• Selected passage:

Week six: impulsiveness followed by overdue idleness

Finally we made it out of Baños; I was feeling substantially better, whilst Harry was at a particularly low, rum-induced ebb. Perfect day to spend on a bus down to Cuenca, with nothing to see but clouds and a dubbed action movie. We got brave (or lazy) and adopted the local attitude to buses: no need to buy a ticket, just jump on a bus that looks like it’s going in the right direction and see where you end up. Seemed to work rather well!

Arrived in Cuenca and proceeded to undertake the main Cuencan activity: having a wander.
We had some delicious food down by a gushing river, some slightly more questionable (but infinitely more authentic) food in a bustling indoor market and a trip to the Panama hat museum. I use ‘museum’ here in the loosest sense of the word; it was a shop, with some giant hat hole-punch machines. But hey, if this is where the ubiquitous traveller hat was invented, it was necessary to at least say we saw how they were made.

Cuenca’s main charm lies in its overload of churches. Each one comes complete with a nice square for a nice sit; necessary when we were caught off guard by the heat here. Cuenca seemed to be the Popayan of Ecuador: beautifully colonial and best experienced from sitting in a square and doing little else!

In an attempt to be well organised (for once), we ventured to the bus station to prepare for our grand parting of ways, as Harry, Janna and Martin (our German cohort) were heading down into Peru. However, as with all the best laid plans, we were swayed by a particularly idyllic looking photo of Mancora beach and I was on a bus for an unscheduled mini-break in Peru before the day was out!

Following a particularly fruitless two hour queue at the border, whilst all the immigration officers simultaneously took their break, we arrived in Mancora. Flies everywhere and, at low tide, the dilapidated beach left a little to be desired.
However, as the sun scorched, the sea crept toward us and crowds of cool surf-folk flocked, we adopted the perfect people watching position and really began to indulge in beach life.

Being a surfers’ paradise, the waves were particularly strong there. Thus, when I wasn’t being attacked by waves- either trashing my clothes or pulling them clean off- I was in the shadey end of the swimming pool. Nothing more than a bobbing head, being fed and cerveza-ed from the side.

We wiled away days by the pool, ate a lot of seafood and indulged in the three daily happy hours! Opposite to expectation, nighttime was dedicated to the beach, with locals and gringos alike swarming to party in the sand. The only drawback was that every beach bar wanted in on the action, thus the battle for best speakers (and worst song) was deafening!

Three days of achieving blissfully little and now it really was time to say goodbye. Somewhat akin to the bride leaving a wedding, I was escorted to my tuktuk and eagerly waved off by my new international family.

As I boarded my bus, complete with more people than seats, my regression to being a solo traveller was off to a questionable start. But I scored a seat, had a sleep and successfully made it to Guayaquil.

What can be said about Guayaquil?…
I battled several buses and metros to make it to the waterfront promenade (aided by a nice Ecuadorian man who navigated me through the city’s transport confusion, via running a few of his errands!) and found myself somewhat underwhelmed. Imagine Brighton pier, but shit.

• Provided material:
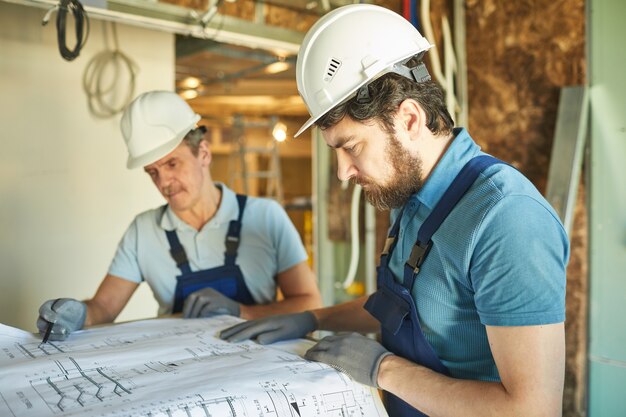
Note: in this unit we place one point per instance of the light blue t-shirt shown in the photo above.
(499, 259)
(269, 245)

• Exercise:
Copy out the stretch of the travel post from "Cuenca’s main charm" through "day was out!" word for word.

• Problem solution:
Cuenca’s main charm lies in its overload of churches. Each one comes complete with a nice square for a nice sit; necessary when we were caught off guard by the heat here. Cuenca seemed to be the Popayan of Ecuador: beautifully colonial and best experienced from sitting in a square and doing little else!

In an attempt to be well organised (for once), we ventured to the bus station to prepare for our grand parting of ways, as Harry, Janna and Martin (our German cohort) were heading down into Peru. However, as with all the best laid plans, we were swayed by a particularly idyllic looking photo of Mancora beach and I was on a bus for an unscheduled mini-break in Peru before the day was out!